Stored dataset items
== == ==
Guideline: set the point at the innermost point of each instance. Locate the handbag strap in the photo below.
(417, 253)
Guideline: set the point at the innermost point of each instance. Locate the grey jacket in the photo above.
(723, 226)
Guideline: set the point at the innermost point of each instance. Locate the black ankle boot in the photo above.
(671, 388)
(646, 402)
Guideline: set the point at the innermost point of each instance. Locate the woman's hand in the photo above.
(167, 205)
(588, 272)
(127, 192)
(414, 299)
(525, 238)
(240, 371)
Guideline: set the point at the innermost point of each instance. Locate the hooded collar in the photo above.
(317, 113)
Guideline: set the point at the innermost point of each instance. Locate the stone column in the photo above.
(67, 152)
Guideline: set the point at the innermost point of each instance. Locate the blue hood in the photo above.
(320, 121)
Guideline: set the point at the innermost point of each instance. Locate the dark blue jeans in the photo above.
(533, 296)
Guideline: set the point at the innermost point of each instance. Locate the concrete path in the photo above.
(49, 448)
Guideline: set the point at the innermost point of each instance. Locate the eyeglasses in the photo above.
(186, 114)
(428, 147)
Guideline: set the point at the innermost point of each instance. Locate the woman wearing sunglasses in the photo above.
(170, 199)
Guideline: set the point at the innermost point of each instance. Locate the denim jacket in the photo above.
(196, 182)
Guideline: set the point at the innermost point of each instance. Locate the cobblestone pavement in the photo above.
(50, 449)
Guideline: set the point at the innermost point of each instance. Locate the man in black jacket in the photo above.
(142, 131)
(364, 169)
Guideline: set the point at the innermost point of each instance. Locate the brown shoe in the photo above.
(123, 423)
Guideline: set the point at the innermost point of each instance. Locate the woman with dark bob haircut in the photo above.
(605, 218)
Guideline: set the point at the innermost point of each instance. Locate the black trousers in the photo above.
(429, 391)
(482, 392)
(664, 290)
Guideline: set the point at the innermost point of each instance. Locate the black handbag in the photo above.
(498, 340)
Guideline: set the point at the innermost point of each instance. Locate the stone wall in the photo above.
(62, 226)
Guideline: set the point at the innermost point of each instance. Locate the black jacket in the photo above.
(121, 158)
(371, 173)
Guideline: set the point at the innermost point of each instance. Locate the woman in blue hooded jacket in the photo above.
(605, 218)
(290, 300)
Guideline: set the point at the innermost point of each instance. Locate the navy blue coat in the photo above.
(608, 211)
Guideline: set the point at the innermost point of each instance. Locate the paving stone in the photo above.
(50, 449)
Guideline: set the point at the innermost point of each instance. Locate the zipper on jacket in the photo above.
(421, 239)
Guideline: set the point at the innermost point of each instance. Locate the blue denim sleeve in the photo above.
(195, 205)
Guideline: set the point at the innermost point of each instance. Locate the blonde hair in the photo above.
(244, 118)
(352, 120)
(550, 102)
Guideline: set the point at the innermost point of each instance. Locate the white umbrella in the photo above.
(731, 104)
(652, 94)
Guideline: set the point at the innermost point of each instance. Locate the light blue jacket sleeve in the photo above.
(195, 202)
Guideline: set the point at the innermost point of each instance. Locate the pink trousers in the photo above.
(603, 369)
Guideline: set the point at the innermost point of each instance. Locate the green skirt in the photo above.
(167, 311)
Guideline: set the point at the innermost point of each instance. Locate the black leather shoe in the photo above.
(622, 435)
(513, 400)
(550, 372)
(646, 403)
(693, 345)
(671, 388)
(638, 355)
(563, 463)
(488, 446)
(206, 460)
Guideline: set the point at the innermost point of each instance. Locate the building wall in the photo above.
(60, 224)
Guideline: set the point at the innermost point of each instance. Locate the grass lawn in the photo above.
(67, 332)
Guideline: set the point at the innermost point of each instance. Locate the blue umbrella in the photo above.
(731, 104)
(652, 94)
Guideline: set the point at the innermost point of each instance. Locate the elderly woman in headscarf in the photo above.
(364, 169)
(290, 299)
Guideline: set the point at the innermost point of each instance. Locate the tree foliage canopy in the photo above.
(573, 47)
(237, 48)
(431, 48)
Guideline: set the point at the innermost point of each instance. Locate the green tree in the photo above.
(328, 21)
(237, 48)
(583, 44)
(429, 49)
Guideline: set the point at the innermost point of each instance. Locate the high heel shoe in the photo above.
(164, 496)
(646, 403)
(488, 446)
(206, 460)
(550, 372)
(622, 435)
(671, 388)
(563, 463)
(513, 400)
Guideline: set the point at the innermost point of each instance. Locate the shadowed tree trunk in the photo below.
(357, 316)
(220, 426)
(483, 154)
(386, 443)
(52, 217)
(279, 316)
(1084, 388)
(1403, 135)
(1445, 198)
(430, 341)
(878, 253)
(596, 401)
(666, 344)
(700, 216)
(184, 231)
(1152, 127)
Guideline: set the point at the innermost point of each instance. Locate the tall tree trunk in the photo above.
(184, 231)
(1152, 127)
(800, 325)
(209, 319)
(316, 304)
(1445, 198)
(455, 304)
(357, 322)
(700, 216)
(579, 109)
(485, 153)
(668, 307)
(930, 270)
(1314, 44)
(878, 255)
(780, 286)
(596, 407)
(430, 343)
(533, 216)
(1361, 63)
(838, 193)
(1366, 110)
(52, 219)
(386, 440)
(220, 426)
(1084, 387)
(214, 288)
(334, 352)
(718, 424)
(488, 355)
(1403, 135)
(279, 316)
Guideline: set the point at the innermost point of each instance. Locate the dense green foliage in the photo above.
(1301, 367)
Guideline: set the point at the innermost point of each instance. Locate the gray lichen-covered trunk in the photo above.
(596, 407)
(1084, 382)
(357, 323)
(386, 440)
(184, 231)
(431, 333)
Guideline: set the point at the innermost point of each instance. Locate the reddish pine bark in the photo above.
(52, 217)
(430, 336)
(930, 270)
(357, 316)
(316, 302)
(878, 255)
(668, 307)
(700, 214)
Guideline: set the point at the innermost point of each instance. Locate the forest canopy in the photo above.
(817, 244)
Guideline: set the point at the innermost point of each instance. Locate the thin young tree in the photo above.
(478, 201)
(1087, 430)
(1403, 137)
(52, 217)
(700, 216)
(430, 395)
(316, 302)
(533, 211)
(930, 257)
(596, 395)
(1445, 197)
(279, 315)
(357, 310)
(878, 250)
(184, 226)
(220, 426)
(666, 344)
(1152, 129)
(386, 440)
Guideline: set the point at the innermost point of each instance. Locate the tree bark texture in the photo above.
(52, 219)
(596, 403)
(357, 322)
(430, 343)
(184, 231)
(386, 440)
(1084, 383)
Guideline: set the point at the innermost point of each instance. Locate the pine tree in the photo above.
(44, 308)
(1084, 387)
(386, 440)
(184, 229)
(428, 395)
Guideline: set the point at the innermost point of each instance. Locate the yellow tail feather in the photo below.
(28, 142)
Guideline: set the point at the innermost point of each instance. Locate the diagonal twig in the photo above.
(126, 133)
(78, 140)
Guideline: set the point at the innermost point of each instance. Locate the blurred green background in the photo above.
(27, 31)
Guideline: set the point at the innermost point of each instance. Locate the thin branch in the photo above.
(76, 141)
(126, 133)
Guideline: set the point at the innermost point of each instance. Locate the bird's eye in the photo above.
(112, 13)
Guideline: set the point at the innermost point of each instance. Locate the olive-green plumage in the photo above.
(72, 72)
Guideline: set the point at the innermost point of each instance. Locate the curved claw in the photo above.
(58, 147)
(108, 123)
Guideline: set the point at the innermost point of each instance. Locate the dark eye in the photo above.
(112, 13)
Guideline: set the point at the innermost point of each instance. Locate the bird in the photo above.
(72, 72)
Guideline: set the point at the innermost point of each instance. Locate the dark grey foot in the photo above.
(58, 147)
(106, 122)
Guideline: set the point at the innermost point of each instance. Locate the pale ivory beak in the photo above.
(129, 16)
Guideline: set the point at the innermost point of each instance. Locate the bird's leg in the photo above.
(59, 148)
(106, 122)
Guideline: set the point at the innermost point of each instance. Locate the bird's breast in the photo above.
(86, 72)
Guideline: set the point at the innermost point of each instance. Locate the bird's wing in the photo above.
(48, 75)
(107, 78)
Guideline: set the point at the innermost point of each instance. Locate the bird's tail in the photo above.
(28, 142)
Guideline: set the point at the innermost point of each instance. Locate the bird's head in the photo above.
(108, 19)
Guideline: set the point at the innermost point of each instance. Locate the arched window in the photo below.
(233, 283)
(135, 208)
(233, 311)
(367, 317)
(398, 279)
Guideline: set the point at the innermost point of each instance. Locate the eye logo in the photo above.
== == ==
DIRECTIONS: Rewrite the entries from the line containing "twig in the photo above." through the end of the entries, inclusive, with each request unchanged. Rescale every answer coordinate by multiplying it by 1.7 and rounding to the nearest whole number, with halves rounded up.

ANSWER TO THE TASK:
Guideline: set the point at the innermost point of each instance. Locate the diagonal twig in the photo above.
(214, 226)
(133, 238)
Guideline: set the point at the innermost point of each instance. Locate the blurred green background in the photo above.
(46, 53)
Guideline: set the point at the innermost point of each instance. Locate the thin branch in the photo above.
(129, 240)
(214, 226)
Guideline: set the point at the innermost point of each instance. Locate the bird's eye in the photo above.
(190, 22)
Guideline: set the point at the innermost point of each instance. Locate the olive-green plumage in the photo above.
(122, 122)
Guideline: set the point at the innermost point of each instance. Locate the curved claw in the photo above.
(99, 250)
(184, 209)
Guideline: set the point at the innermost point of each instance. Locate the dark eye in the photo above.
(190, 22)
Guideline: set the point at the innermost point of each instance. Locate the bird in the photo above.
(122, 122)
Guideline: set the point at the innermost point of each instance. Locate the dark grey foot in the photo above.
(99, 250)
(180, 207)
Guideline: set the point at the innermost point of each instance. Locate the pale ivory beak in the photo above.
(219, 27)
Guideline: set the point at the innermost point of each instance. Locate the bird's leg in the photo above.
(100, 252)
(180, 207)
Guideline: set the point at the innermost point of each instance. Locate the bird's breast in the photo above.
(146, 122)
Guideline: set the point at the innermost point of each instance. Locate the bird's wing in the photo above.
(82, 128)
(182, 133)
Guideline: set the point at the innermost point of each instance. Locate the bird's tail in the photo above.
(48, 241)
Guideline: set the point at the innermost point of each instance. Locate the bird's head in the photo above.
(184, 32)
Guideline: set the point at the innermost point of each instance. Locate the arched window in the photo below.
(396, 481)
(230, 354)
(396, 529)
(624, 539)
(677, 474)
Guideline: set the point at the innermost point of each instance. Locate the eye logo in the photo above.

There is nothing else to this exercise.